*DIRECTION*
Repeat every one of the lines below verbatim, keeping them in their original order.

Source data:

-- BEGIN --

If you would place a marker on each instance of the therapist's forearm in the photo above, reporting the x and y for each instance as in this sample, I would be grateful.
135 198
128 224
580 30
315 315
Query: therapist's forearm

-- END --

*EXERCISE OUTPUT*
If you would place a marker on each instance of the therapist's forearm in the photo above, reporting the x and y for each instance as in this sample, I would be grateful.
135 198
128 224
580 30
315 315
Query: therapist's forearm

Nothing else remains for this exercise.